Segment Start: Given text
Is motherhood a right exercised by just women? Does the feeling come applied with terms and conditions? In a country where a trans-man or a trans-woman does not have the right to adoption, where the criminality of section 377 is still under the Supreme Court’s review, here are two mothers who refused to conform to society’s whims and chose happiness for themselves and their loved ones. While we celebrate motherhood this Mother’s Day on May 14, let’s also celebrate equality and gay pride, like these mothers do.
Motherhood transcends genders for this transgender
“Motherhood is an emotion. It should not be labelled or attributed to a particular gender,” Gauri Sawant says. When she adopted a five-year-old girl in 2008, her only intention was to save her from getting sold into the infamous red light area of Sonagachi in Kolkata. “I never knew I will become a mother to her. Though now, she acts like I am the child,” the LGBTQ transgender activist from Mumbai chuckled, speaking to indianexpress.com.
The 37-year-old, who was born Ganesh Suresh Sawant to a policeman, realised she was different from the other boys at the age of 9. While being bullied for being effeminate pushed Sawant further into a cocoon and depression, she also did not have somebody to open up to. “I used to stay with my father, my naani and my sister. They came to be know about my truth through the open ridicule the people around me subjected me to,” she says. And now, while Sawant gets messages of appreciation and gratitude from people across the world, her family continues to stay away from her.
Just because she couldn’t fit into the “normal” that the society around her had created? Well.
Segment End: Given text
Segment Start: Dataset extract
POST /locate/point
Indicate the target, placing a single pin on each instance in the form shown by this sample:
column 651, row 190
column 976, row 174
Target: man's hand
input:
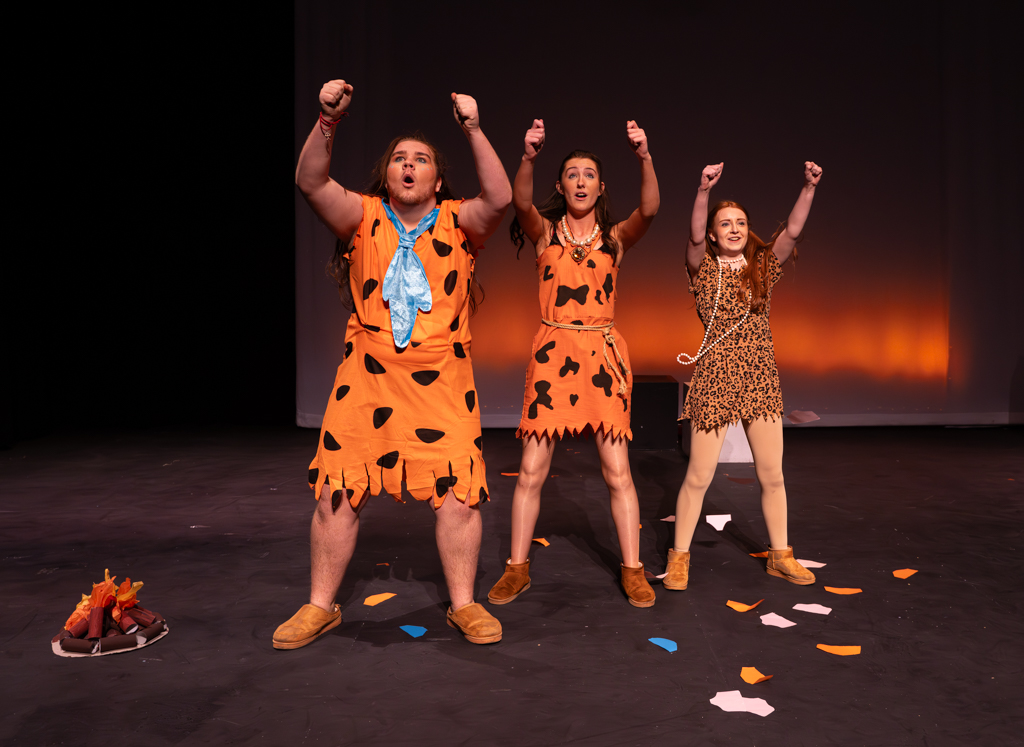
column 466, row 113
column 335, row 97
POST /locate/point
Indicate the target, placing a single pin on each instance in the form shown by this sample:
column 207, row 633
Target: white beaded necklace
column 580, row 248
column 702, row 350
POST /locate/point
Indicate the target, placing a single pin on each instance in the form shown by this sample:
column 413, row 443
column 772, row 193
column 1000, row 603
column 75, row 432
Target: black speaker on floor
column 655, row 400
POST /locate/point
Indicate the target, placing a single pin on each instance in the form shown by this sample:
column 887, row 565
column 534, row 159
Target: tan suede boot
column 513, row 582
column 305, row 626
column 677, row 575
column 478, row 625
column 783, row 565
column 637, row 589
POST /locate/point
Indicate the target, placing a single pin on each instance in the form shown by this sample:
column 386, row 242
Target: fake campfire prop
column 109, row 621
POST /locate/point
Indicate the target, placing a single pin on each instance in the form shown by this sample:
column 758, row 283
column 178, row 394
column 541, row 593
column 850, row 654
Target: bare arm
column 632, row 230
column 340, row 209
column 798, row 216
column 695, row 248
column 522, row 190
column 479, row 217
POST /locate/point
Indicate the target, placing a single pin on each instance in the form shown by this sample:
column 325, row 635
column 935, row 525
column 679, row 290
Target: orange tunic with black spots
column 569, row 388
column 407, row 414
column 737, row 379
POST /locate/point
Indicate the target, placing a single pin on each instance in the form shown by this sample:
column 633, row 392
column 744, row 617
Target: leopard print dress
column 737, row 379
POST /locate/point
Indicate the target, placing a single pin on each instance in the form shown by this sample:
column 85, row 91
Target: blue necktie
column 406, row 286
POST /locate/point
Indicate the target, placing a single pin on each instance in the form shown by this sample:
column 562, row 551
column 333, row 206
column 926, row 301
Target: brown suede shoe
column 305, row 626
column 677, row 575
column 783, row 565
column 637, row 589
column 478, row 625
column 513, row 582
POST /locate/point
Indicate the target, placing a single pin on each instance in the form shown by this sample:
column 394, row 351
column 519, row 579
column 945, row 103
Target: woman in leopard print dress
column 731, row 275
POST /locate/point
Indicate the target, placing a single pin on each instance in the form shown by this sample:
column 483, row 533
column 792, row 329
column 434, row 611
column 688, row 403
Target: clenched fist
column 335, row 97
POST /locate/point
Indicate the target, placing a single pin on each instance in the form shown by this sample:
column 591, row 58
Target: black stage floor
column 215, row 523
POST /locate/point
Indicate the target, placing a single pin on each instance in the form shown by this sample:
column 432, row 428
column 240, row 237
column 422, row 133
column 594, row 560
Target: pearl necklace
column 701, row 351
column 580, row 248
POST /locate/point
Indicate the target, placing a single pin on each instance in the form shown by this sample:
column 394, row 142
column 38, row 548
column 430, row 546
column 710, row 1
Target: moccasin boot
column 478, row 625
column 677, row 575
column 783, row 565
column 305, row 626
column 637, row 589
column 513, row 582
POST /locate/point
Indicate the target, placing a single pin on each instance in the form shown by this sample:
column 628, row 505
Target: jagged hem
column 588, row 428
column 422, row 485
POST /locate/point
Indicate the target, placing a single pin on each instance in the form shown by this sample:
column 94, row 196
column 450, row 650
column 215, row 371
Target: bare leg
column 458, row 529
column 706, row 447
column 537, row 454
column 765, row 438
column 332, row 541
column 625, row 506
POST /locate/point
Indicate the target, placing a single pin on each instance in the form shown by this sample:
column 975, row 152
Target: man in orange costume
column 403, row 405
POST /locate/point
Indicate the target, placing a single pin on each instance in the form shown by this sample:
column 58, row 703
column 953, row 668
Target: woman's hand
column 812, row 173
column 335, row 97
column 711, row 175
column 638, row 139
column 535, row 139
column 466, row 112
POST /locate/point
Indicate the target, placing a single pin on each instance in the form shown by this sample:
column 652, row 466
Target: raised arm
column 632, row 230
column 798, row 216
column 340, row 209
column 522, row 190
column 479, row 217
column 695, row 248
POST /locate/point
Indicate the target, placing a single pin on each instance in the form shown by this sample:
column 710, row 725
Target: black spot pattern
column 602, row 380
column 543, row 398
column 542, row 353
column 381, row 415
column 425, row 378
column 388, row 460
column 450, row 282
column 565, row 294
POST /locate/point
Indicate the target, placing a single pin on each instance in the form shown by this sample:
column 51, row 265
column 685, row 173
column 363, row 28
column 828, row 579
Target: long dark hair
column 554, row 208
column 755, row 275
column 338, row 266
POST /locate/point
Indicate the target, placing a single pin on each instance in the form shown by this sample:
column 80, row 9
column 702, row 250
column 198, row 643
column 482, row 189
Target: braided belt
column 609, row 340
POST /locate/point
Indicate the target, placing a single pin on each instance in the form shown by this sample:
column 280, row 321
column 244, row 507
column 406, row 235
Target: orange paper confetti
column 752, row 676
column 840, row 650
column 740, row 607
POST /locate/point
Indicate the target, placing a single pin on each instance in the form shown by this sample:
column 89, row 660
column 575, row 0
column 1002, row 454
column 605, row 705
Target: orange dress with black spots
column 569, row 388
column 407, row 414
column 737, row 378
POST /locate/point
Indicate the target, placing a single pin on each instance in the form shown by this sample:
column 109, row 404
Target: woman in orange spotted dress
column 731, row 275
column 579, row 378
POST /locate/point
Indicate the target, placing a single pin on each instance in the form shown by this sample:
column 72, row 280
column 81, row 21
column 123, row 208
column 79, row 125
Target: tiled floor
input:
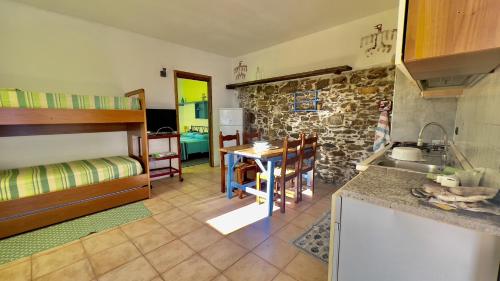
column 176, row 243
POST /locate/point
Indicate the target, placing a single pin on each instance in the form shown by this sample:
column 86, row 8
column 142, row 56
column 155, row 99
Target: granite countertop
column 388, row 187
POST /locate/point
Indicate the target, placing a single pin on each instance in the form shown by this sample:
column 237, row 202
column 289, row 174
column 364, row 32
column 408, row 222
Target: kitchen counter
column 388, row 187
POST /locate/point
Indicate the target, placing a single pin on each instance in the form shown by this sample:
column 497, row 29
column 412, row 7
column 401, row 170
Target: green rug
column 29, row 243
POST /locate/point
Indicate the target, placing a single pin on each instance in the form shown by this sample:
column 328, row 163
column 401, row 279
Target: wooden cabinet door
column 448, row 27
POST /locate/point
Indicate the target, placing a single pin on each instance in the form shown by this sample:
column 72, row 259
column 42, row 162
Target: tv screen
column 157, row 118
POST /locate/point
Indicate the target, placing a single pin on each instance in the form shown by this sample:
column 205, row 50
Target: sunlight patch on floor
column 239, row 218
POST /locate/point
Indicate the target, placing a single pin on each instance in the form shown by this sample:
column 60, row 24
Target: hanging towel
column 382, row 131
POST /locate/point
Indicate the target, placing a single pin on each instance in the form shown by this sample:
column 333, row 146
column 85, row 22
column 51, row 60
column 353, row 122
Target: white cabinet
column 382, row 244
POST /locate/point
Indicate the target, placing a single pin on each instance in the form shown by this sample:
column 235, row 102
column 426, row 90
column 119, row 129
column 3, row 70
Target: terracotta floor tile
column 207, row 214
column 183, row 226
column 181, row 200
column 102, row 241
column 136, row 270
column 248, row 237
column 288, row 216
column 317, row 210
column 53, row 260
column 192, row 269
column 276, row 251
column 283, row 277
column 79, row 271
column 16, row 271
column 169, row 255
column 170, row 216
column 223, row 253
column 153, row 239
column 289, row 232
column 300, row 207
column 251, row 268
column 189, row 187
column 140, row 227
column 221, row 278
column 306, row 268
column 269, row 225
column 157, row 205
column 202, row 194
column 111, row 258
column 166, row 192
column 201, row 238
column 304, row 220
column 195, row 207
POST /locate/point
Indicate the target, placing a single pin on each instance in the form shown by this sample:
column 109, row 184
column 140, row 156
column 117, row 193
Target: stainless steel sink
column 421, row 167
column 434, row 161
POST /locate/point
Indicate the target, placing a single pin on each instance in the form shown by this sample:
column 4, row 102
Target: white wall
column 336, row 46
column 411, row 112
column 44, row 51
column 478, row 123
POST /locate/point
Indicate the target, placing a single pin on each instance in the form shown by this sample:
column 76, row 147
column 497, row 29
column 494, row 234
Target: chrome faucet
column 420, row 141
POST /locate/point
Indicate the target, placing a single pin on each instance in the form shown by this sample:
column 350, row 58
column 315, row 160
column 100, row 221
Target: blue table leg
column 229, row 177
column 270, row 187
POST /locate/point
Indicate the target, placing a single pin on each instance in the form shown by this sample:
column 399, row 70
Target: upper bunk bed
column 33, row 113
column 26, row 202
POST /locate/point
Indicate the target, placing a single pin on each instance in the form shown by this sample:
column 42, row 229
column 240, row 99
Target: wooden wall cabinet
column 446, row 38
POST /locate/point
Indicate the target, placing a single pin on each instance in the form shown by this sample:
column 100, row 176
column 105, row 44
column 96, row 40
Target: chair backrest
column 248, row 137
column 222, row 139
column 308, row 151
column 291, row 155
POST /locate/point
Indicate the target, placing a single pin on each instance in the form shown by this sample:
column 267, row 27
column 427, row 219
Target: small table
column 271, row 156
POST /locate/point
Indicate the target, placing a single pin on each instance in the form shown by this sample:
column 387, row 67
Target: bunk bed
column 34, row 197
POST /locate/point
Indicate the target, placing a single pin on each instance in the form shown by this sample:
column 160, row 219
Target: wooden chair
column 241, row 168
column 290, row 163
column 248, row 137
column 307, row 158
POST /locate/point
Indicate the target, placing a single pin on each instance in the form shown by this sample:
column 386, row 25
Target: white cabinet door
column 383, row 244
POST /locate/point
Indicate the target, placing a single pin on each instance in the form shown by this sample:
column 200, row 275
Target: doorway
column 193, row 104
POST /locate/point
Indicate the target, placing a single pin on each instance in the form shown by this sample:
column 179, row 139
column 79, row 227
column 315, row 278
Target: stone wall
column 345, row 124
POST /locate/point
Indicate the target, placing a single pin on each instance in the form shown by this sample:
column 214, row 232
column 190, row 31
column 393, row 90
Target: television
column 158, row 118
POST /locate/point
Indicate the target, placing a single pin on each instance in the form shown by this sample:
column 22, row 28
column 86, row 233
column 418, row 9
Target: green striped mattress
column 15, row 98
column 25, row 182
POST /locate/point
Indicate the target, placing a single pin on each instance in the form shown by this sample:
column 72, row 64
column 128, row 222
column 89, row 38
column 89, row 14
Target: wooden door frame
column 198, row 77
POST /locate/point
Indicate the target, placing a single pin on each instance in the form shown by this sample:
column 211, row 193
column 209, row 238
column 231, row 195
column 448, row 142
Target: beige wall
column 336, row 46
column 45, row 51
column 411, row 112
column 478, row 122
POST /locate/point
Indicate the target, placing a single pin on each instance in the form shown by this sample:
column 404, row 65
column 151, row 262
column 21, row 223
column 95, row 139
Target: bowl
column 407, row 154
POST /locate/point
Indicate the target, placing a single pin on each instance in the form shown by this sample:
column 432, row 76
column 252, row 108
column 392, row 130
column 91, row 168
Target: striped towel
column 382, row 131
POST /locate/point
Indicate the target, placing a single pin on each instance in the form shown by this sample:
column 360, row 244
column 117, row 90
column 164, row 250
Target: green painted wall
column 192, row 91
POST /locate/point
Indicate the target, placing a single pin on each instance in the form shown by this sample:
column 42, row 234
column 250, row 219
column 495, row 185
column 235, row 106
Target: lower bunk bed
column 38, row 196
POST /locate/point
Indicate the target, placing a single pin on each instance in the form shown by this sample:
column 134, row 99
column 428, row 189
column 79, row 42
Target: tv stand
column 167, row 155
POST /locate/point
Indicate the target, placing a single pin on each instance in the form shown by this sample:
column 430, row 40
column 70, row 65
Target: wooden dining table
column 271, row 156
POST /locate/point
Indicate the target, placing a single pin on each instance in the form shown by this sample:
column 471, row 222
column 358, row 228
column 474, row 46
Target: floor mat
column 29, row 243
column 316, row 240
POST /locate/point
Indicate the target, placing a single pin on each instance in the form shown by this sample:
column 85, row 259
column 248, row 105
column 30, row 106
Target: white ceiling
column 226, row 27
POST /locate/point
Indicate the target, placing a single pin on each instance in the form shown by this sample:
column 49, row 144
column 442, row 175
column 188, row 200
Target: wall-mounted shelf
column 334, row 70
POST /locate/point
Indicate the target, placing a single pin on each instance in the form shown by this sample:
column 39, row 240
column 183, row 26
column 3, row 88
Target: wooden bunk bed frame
column 24, row 214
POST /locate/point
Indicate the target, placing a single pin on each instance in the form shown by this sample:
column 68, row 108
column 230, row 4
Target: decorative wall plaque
column 379, row 42
column 240, row 71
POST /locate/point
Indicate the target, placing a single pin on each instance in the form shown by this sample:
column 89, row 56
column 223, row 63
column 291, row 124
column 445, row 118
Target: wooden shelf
column 334, row 70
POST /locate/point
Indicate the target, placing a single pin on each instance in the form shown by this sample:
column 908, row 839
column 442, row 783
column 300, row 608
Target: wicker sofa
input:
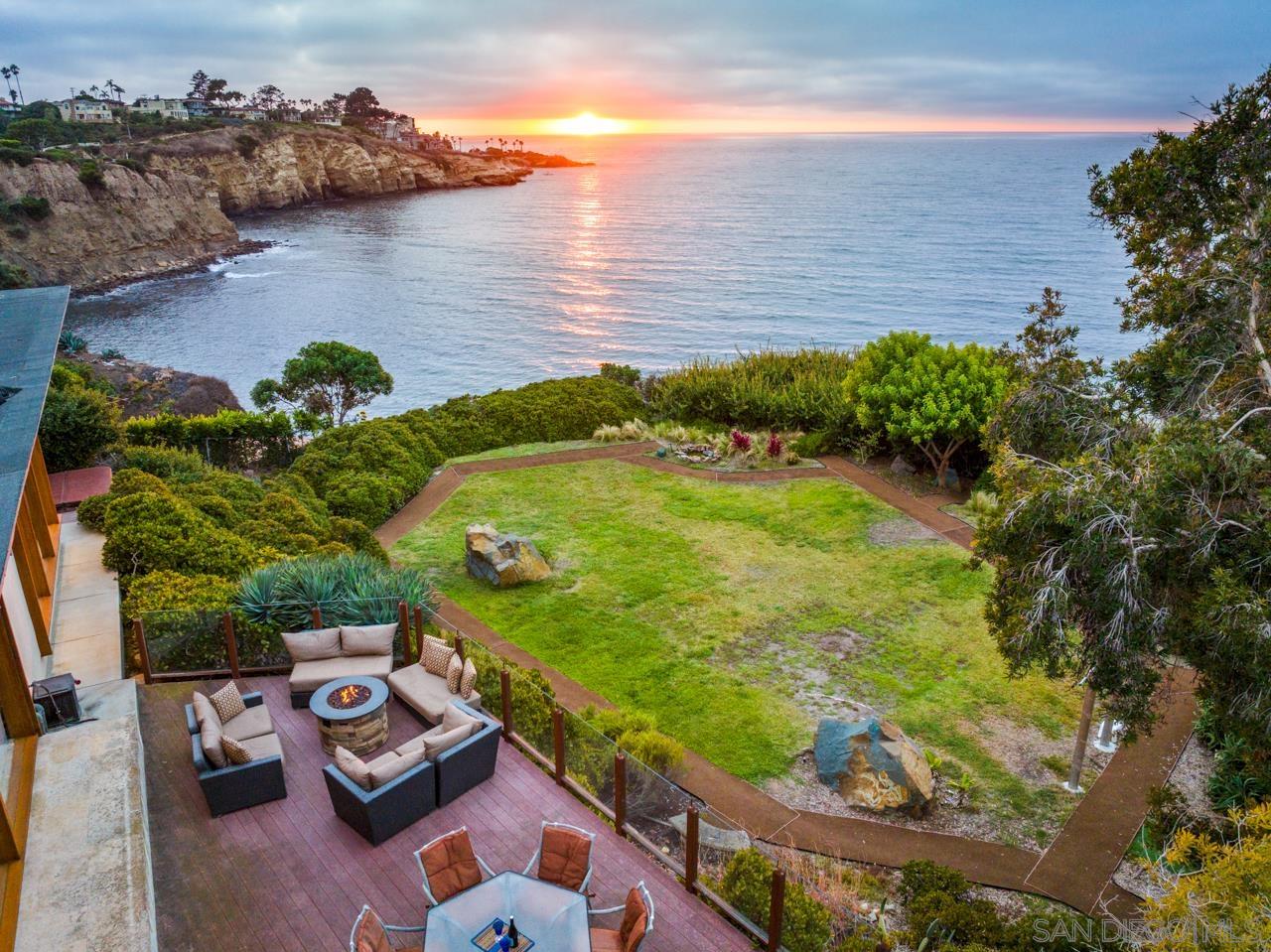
column 239, row 785
column 322, row 655
column 385, row 810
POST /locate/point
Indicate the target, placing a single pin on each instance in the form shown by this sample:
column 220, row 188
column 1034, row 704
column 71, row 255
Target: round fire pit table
column 353, row 713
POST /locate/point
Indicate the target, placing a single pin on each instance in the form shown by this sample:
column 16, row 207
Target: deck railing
column 679, row 830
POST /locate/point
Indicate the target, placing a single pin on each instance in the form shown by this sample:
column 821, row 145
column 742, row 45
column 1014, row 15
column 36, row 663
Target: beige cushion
column 417, row 743
column 264, row 747
column 454, row 717
column 423, row 692
column 234, row 751
column 435, row 656
column 432, row 747
column 313, row 643
column 210, row 740
column 353, row 767
column 454, row 672
column 204, row 710
column 253, row 722
column 227, row 702
column 312, row 675
column 391, row 769
column 366, row 639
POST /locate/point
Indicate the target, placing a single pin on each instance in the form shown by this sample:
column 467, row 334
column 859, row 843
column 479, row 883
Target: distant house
column 167, row 108
column 85, row 111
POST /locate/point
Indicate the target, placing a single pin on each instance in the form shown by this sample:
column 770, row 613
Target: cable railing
column 676, row 829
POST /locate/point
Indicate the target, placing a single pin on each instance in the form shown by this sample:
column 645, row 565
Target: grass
column 721, row 609
column 529, row 449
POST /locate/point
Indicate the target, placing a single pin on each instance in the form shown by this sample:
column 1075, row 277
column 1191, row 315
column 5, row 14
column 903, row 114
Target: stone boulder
column 502, row 561
column 872, row 764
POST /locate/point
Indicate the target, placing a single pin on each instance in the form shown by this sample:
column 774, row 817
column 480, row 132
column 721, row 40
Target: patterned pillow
column 234, row 751
column 468, row 679
column 435, row 656
column 227, row 702
column 454, row 671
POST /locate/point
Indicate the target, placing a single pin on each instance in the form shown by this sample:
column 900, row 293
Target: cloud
column 919, row 60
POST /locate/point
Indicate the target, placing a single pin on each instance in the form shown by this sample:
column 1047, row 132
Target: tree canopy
column 327, row 379
column 937, row 398
column 1140, row 530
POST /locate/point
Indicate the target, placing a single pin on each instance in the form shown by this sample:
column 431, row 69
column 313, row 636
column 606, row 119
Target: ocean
column 667, row 248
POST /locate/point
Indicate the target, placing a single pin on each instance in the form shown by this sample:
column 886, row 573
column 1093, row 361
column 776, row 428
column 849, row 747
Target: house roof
column 30, row 325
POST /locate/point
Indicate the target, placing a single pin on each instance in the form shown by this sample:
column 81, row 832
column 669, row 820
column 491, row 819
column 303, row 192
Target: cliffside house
column 167, row 108
column 85, row 111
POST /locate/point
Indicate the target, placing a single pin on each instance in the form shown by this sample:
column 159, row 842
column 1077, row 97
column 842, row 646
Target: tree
column 328, row 379
column 935, row 398
column 1148, row 538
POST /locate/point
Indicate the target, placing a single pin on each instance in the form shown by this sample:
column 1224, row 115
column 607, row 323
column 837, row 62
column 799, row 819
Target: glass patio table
column 554, row 919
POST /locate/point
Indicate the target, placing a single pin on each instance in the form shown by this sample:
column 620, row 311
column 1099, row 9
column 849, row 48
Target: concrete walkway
column 1074, row 870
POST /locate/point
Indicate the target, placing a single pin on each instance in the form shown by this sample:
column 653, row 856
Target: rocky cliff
column 273, row 168
column 131, row 225
column 173, row 215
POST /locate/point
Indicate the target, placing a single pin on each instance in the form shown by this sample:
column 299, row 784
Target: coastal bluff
column 263, row 169
column 175, row 213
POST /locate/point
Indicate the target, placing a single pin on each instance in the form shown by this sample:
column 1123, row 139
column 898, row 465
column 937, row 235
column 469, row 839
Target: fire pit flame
column 351, row 696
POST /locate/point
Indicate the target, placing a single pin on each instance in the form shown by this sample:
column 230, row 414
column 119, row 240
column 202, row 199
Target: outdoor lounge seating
column 227, row 785
column 423, row 688
column 563, row 856
column 322, row 655
column 371, row 934
column 636, row 923
column 449, row 866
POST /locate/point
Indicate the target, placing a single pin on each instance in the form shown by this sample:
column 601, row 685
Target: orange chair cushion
column 564, row 857
column 450, row 866
column 604, row 941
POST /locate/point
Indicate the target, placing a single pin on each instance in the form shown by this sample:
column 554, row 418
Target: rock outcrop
column 502, row 561
column 872, row 764
column 259, row 169
column 131, row 225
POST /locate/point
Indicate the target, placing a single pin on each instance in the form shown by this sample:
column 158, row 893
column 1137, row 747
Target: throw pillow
column 432, row 747
column 313, row 644
column 210, row 740
column 353, row 767
column 234, row 751
column 397, row 766
column 454, row 672
column 366, row 639
column 227, row 702
column 204, row 711
column 468, row 680
column 435, row 656
column 453, row 717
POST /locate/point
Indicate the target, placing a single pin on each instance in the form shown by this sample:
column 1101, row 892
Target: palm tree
column 14, row 71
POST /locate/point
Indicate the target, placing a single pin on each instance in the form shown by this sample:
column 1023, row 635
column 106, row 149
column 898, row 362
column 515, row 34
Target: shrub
column 748, row 886
column 79, row 424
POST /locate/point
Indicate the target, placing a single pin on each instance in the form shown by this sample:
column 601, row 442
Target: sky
column 509, row 67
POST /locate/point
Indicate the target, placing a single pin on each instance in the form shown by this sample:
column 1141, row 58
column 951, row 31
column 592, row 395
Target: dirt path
column 1076, row 867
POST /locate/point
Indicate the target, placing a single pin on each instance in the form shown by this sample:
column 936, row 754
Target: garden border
column 1078, row 865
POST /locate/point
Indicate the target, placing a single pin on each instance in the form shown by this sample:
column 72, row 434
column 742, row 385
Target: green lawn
column 730, row 612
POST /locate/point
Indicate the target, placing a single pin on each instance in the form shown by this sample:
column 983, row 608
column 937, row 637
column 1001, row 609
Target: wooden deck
column 291, row 876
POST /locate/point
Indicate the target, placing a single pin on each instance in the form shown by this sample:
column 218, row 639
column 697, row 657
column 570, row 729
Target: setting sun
column 586, row 123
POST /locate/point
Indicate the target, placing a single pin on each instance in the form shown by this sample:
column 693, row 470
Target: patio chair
column 449, row 866
column 563, row 856
column 371, row 934
column 636, row 923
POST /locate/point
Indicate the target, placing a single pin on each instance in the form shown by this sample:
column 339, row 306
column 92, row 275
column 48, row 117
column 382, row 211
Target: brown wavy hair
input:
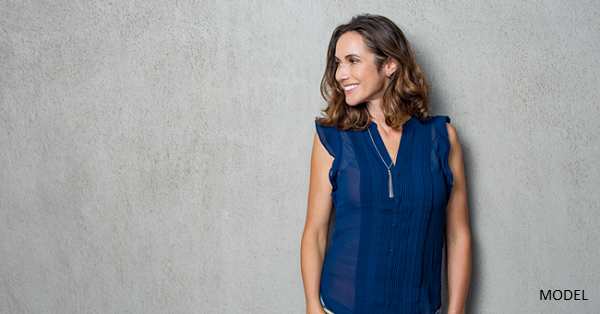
Segment End: Dataset extract
Required tasks:
**A.** In the Mother's Day article, what name was Gauri Sawant born with?
**B.** Please reproduce the Mother's Day article from "The 37-year-old, who" up to and including "had created? Well.".
Use only the Mother's Day article, not the listing.

Answers to the exercises:
**A.** Ganesh Suresh Sawant

**B.**
The 37-year-old, who was born Ganesh Suresh Sawant to a policeman, realised she was different from the other boys at the age of 9. While being bullied for being effeminate pushed Sawant further into a cocoon and depression, she also did not have somebody to open up to. “I used to stay with my father, my naani and my sister. They came to be know about my truth through the open ridicule the people around me subjected me to,” she says. And now, while Sawant gets messages of appreciation and gratitude from people across the world, her family continues to stay away from her.
Just because she couldn’t fit into the “normal” that the society around her had created? Well.